» **COSA FARE**: Raccogli tutte le righe del materiale qui sotto in cui compare la parola "field".

» **DATI FORNITI**:
□ □ □ □ □ □ □

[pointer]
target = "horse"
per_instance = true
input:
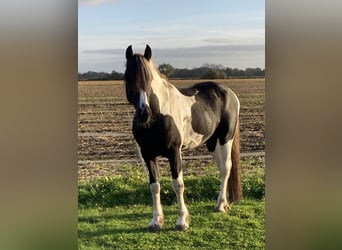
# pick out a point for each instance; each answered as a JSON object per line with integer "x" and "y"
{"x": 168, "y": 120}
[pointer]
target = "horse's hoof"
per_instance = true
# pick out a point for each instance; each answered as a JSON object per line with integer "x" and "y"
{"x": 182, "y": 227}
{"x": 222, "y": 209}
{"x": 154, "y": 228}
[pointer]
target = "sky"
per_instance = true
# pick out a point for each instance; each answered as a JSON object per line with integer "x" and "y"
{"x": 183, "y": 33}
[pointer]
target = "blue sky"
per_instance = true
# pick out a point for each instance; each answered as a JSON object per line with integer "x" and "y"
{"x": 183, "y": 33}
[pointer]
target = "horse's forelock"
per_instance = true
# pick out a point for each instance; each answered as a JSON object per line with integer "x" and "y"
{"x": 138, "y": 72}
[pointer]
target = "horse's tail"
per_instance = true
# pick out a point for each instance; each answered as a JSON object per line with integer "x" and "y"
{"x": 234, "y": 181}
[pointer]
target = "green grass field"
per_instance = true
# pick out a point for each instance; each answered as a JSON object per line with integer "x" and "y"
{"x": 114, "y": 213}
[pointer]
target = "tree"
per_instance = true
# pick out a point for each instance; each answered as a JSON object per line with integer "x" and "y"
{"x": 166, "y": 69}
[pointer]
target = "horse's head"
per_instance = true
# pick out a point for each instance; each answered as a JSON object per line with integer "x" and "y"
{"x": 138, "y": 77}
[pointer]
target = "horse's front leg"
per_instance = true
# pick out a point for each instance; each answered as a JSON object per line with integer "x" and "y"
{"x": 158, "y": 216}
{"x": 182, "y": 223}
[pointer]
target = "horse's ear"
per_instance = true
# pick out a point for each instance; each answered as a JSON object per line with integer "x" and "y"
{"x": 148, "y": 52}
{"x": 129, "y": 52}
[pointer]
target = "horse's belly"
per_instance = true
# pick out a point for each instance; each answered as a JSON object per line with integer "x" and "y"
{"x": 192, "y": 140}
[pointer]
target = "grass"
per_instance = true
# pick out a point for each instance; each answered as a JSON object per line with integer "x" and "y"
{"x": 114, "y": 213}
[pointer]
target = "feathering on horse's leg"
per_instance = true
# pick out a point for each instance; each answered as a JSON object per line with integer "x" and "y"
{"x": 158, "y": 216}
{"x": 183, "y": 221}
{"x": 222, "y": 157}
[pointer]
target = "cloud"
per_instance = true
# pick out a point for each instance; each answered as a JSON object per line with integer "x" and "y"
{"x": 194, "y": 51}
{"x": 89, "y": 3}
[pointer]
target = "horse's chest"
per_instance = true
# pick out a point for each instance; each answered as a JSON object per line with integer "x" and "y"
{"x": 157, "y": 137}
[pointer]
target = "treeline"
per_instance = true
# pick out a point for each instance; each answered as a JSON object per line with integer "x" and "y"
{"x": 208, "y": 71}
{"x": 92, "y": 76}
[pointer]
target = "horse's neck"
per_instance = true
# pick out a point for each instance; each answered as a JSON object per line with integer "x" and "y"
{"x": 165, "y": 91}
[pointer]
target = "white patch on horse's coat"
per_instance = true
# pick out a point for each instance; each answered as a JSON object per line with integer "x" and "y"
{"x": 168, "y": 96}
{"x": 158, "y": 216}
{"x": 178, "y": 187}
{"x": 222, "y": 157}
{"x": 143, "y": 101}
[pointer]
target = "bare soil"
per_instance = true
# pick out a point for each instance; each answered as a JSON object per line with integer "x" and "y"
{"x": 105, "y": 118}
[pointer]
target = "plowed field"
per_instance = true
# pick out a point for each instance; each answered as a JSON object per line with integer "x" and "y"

□ □ □ □ □ □ □

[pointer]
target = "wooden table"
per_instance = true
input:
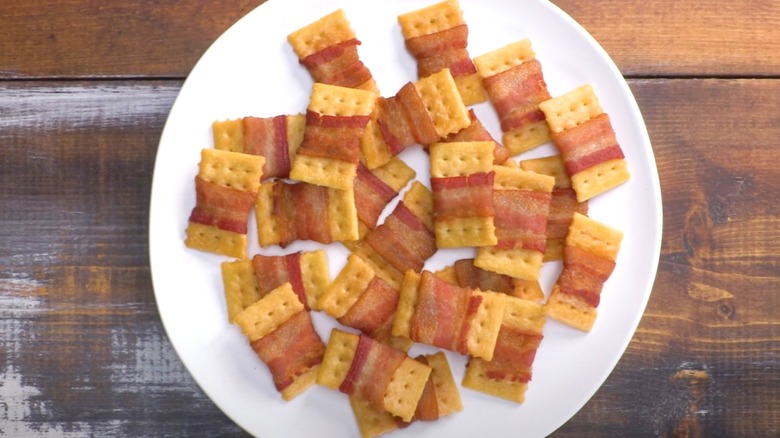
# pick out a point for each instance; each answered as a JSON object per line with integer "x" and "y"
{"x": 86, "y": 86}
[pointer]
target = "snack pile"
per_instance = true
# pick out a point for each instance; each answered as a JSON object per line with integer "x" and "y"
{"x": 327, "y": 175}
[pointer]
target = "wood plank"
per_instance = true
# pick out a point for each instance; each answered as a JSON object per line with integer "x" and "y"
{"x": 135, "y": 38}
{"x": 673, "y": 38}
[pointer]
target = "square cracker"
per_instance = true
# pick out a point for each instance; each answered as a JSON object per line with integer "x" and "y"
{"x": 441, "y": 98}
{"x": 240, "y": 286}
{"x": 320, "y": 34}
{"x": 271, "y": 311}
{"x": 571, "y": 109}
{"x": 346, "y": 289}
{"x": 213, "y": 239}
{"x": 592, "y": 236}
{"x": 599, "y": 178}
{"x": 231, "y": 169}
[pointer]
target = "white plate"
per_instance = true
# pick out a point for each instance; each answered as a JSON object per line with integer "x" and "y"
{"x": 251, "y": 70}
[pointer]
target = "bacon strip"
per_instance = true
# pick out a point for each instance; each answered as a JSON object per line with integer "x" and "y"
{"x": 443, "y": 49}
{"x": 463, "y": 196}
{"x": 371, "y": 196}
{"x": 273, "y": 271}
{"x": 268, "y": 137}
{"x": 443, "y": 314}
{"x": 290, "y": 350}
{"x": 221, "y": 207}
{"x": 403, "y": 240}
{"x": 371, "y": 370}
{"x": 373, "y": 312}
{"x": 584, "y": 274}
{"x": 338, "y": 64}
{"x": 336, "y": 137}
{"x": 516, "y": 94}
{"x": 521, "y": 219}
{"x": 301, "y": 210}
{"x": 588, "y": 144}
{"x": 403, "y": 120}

□ □ □ □ □ □ □

» **RISULTATO**:
target = "green grass field"
target = "plowed field"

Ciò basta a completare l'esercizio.